What this task involves: Return all the lines below exactly. Any picture among them is omitted.

Stored data entries:
___
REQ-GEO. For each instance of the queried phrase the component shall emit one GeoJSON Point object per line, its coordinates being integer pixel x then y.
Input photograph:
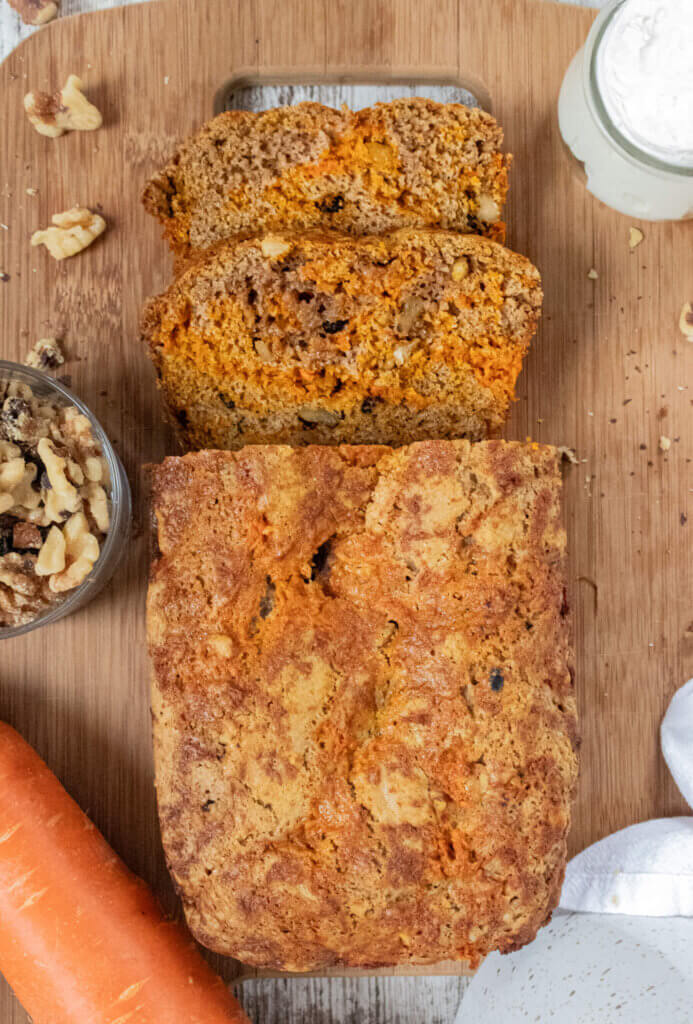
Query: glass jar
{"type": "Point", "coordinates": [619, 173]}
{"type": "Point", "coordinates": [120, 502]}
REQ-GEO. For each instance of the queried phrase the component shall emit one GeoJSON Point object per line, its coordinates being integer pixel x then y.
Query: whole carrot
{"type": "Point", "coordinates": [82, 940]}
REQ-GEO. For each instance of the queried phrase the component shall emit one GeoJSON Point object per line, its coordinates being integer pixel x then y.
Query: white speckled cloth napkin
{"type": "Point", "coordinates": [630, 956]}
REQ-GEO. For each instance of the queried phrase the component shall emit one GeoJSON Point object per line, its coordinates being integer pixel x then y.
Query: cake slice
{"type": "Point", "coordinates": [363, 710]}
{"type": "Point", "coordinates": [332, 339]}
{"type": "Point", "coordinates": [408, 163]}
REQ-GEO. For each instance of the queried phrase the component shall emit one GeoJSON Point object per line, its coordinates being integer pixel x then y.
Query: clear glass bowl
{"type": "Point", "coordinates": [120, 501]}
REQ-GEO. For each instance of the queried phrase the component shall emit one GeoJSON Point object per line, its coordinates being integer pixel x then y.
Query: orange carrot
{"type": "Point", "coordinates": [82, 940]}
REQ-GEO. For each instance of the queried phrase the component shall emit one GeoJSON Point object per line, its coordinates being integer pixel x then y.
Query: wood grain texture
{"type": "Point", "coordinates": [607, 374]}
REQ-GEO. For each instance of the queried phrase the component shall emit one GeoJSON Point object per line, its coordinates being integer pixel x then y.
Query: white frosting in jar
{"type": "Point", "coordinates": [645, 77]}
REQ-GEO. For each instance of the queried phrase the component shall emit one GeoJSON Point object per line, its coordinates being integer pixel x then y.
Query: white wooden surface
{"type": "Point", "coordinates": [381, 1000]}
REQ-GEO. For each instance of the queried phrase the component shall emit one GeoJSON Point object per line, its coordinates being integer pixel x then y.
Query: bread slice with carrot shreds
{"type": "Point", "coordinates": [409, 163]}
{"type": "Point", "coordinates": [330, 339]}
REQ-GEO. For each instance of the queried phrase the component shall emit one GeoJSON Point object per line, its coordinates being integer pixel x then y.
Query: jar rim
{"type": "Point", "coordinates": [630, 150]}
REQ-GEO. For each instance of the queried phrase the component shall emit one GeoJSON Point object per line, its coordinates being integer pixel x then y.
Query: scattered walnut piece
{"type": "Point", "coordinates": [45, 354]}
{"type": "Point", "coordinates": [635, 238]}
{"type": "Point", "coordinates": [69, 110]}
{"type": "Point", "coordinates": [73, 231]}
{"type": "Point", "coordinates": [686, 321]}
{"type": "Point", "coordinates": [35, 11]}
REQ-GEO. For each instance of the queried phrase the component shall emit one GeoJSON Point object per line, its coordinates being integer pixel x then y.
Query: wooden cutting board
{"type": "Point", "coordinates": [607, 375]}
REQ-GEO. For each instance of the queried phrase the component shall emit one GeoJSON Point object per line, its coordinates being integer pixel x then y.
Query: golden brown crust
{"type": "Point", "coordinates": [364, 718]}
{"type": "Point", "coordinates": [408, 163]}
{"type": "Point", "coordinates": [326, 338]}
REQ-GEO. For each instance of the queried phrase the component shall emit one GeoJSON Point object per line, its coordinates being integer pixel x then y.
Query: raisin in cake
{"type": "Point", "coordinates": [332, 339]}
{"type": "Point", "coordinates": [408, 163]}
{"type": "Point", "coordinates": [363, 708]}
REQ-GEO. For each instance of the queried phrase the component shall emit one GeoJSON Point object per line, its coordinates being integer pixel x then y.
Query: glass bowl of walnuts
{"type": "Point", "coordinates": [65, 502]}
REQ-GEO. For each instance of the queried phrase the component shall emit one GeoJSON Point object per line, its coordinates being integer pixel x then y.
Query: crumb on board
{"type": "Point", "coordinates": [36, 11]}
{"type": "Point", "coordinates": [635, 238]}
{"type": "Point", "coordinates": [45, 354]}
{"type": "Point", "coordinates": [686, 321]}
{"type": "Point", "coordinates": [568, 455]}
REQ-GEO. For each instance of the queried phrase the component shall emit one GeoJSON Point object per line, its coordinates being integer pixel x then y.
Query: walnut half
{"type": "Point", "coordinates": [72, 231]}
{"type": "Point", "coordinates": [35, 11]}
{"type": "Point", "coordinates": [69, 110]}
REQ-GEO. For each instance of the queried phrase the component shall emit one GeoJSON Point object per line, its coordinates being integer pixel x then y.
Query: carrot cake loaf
___
Exercise solution:
REQ-GEO. For each instance of the queried phrase the component shall emit one GeoJSON Point object per line, its coordinates being integer pixel x then y.
Input photograph:
Query: glass jar
{"type": "Point", "coordinates": [619, 173]}
{"type": "Point", "coordinates": [120, 502]}
REQ-GEO. For each instance of the queried phrase the component shall emit one GeoJSON Point object per line, its coordinates being integer pixel x then y.
Query: whole carrot
{"type": "Point", "coordinates": [82, 940]}
REQ-GEO. For each instance of the queried phrase the component shall emit one GeoJSON Point object per line, its coordinates being integer pixel x then y.
Query: white speckled cloth napkin
{"type": "Point", "coordinates": [630, 956]}
REQ-GEO. For each instance of the queried phrase the component shall emit one GeoJSON Point object per line, its coordinates being integer pixel x then y.
Query: cake slice
{"type": "Point", "coordinates": [363, 710]}
{"type": "Point", "coordinates": [332, 339]}
{"type": "Point", "coordinates": [408, 163]}
REQ-GEO. For each instance of the queried phrase the component shall emit one GeoJSON Point object per line, its coordinates being integer pixel x then y.
Query: clear glass bowl
{"type": "Point", "coordinates": [120, 501]}
REQ-GEO. For each instance of the queried phrase the component shall emit one GeoJSON Point object per line, its coordinates being integer pixel x then y.
Query: orange carrot
{"type": "Point", "coordinates": [82, 940]}
REQ-GEO. For each instance of the queried phrase the component shall emit one GeoJSON Point object per line, its coordinates being integer pixel x then y.
Query: wood grain texture
{"type": "Point", "coordinates": [607, 374]}
REQ-GEO. For each instance of the queried phrase the component shall emit one GeoJSON Point object per line, its coordinates being integer pixel x then y.
Query: white frosting in jar
{"type": "Point", "coordinates": [645, 77]}
REQ-GEO. For each instance of the queried phrase the component shall emit one GeoJSON Point object per line, its coordinates being integer pixel x then y.
Query: white wooden surface
{"type": "Point", "coordinates": [381, 1000]}
REQ-GEO. For each instance of the queried phrase the component shall emit one GeoJSON Point object per line, its coordinates being integer pixel x then y.
Query: bread slice with carrot shreds
{"type": "Point", "coordinates": [409, 163]}
{"type": "Point", "coordinates": [330, 339]}
REQ-GEO. For each instance of the queried phrase the component shall emit one GeoJSON Point object per line, its coordinates being integer pixel x then y.
Query: jar rim
{"type": "Point", "coordinates": [630, 150]}
REQ-GEO. For each instance of the queried phrase the component shall emit one GeoJSON Point object per line, its coordinates being integer pixel x then y.
Query: scattered walnut piece
{"type": "Point", "coordinates": [45, 354]}
{"type": "Point", "coordinates": [635, 238]}
{"type": "Point", "coordinates": [69, 110]}
{"type": "Point", "coordinates": [73, 231]}
{"type": "Point", "coordinates": [686, 321]}
{"type": "Point", "coordinates": [35, 11]}
REQ-GEO. For each instance of the queried phrase the component shall emit one GeoJSON Point object per line, its coordinates being integer pixel x then y.
Query: wooden cutting board
{"type": "Point", "coordinates": [607, 375]}
REQ-GEO. For each instance of the queried phrase the component shall emit one GeoJSON Point object per line, its coordinates being integer pixel x then y.
Query: golden brown crust
{"type": "Point", "coordinates": [364, 718]}
{"type": "Point", "coordinates": [408, 163]}
{"type": "Point", "coordinates": [326, 338]}
REQ-GEO. For each instance of the queried phrase the component shall emit one GeoJSON Point object per line, its coordinates being integer pixel x then y.
Query: raisin in cake
{"type": "Point", "coordinates": [332, 339]}
{"type": "Point", "coordinates": [408, 163]}
{"type": "Point", "coordinates": [363, 708]}
REQ-GEO. For each instance of the queried phrase the component shall emit one GeoJSON Point object per line, its coordinates being integer pixel x then y.
Query: glass bowl of walnuts
{"type": "Point", "coordinates": [65, 502]}
REQ-GEO. For each instance of the queried phrase the component shall emit one GeoJSON Point object per line, its coordinates being integer pixel x then y.
Query: crumb on board
{"type": "Point", "coordinates": [36, 11]}
{"type": "Point", "coordinates": [635, 238]}
{"type": "Point", "coordinates": [45, 354]}
{"type": "Point", "coordinates": [686, 321]}
{"type": "Point", "coordinates": [568, 455]}
REQ-GEO. For each instance of the queried phrase the component shall emit one GeoJSON Point object per line, its coordinates being integer pixel x then y.
Query: walnut half
{"type": "Point", "coordinates": [72, 231]}
{"type": "Point", "coordinates": [35, 11]}
{"type": "Point", "coordinates": [69, 110]}
REQ-GEO. For each instance of the queried phrase the component shall emit one GeoJSON Point object per line, its coordinates being integer pixel x then y.
Query: carrot cake loaf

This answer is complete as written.